— Start —
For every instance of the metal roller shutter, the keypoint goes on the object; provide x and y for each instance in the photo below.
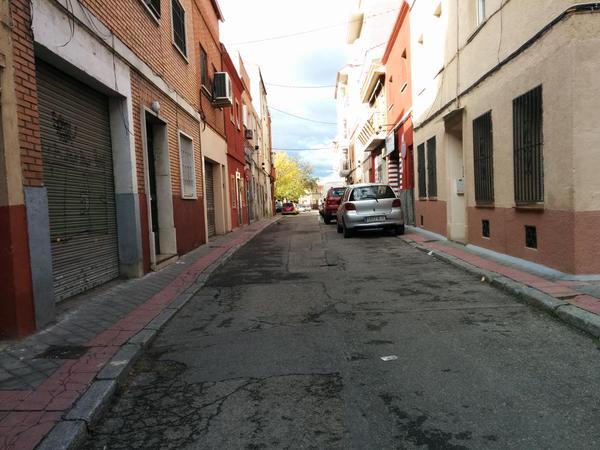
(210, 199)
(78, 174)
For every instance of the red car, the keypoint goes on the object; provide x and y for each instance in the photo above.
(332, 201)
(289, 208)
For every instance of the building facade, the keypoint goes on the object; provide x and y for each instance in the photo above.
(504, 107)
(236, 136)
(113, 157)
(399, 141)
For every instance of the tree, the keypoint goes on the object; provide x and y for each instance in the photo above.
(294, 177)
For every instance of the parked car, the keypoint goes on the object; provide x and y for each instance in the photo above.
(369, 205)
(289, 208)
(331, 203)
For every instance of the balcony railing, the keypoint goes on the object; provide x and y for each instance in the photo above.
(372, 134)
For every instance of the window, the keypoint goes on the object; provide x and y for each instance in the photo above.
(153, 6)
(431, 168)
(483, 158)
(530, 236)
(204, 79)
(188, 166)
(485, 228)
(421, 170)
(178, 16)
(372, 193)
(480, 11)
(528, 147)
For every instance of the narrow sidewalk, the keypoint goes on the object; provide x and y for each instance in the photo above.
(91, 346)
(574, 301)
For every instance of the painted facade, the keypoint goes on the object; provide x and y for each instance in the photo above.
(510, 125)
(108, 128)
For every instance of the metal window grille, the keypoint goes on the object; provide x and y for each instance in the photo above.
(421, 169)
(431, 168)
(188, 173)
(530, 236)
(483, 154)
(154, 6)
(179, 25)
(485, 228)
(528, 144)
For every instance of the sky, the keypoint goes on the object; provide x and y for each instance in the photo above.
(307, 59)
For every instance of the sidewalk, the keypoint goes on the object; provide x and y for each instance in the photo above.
— End —
YOUR INSTRUCTIONS: Write out all the lines above again with "keypoint" swapped for "marker point" everywhere and nothing else changed. Leave the pictures out.

ANSWER TO THE PROBLEM:
For every instance of the metal roller shutter, the marker point goes on the object; provide x and y for each instance in the photo below.
(210, 199)
(78, 174)
For every instance of the red car, the marker point goes on the object; provide x and y for each instance in the photo above.
(332, 201)
(289, 208)
For every instance of the building facade, the marker point goes on the object; provide x and y for each instance in the photo above.
(504, 107)
(236, 136)
(113, 157)
(399, 141)
For every instance of the tree, the marker point goes on the object; provide x and y for each instance in the photo above.
(294, 177)
For every instance of the parked car, the marker point goes on the object; provide x and y for each instance in the photo above.
(369, 205)
(289, 208)
(331, 203)
For every instance of the balcony railing, the marker point goes on the object; provide x and y for each instance in the photo above.
(372, 134)
For every instance of the window, the marker point goes on the object; provide x and y for each instance in the photo above.
(153, 6)
(431, 168)
(483, 158)
(530, 236)
(204, 79)
(188, 166)
(485, 228)
(421, 170)
(178, 16)
(372, 193)
(480, 11)
(528, 147)
For every instance of the narrow sidewalk, the marker point goes on the object; provide x and y for each instance in the photo above.
(91, 346)
(574, 301)
For every instance of the painted facade, the marker point goes on the object; provide x and y for each instance in the photo above.
(510, 125)
(108, 128)
For every instance of the metal window grille, the marker point goes on the object; provide x and y for each instance in the photo above.
(421, 169)
(431, 168)
(188, 173)
(530, 236)
(483, 154)
(154, 6)
(179, 25)
(485, 228)
(528, 144)
For every instance of the sky, the marker point goes on the object; provide x and y for each instance in the photo above.
(307, 59)
For every instance of the sidewalk, the marker point goes on the object; provide x and y for each instance in the photo above.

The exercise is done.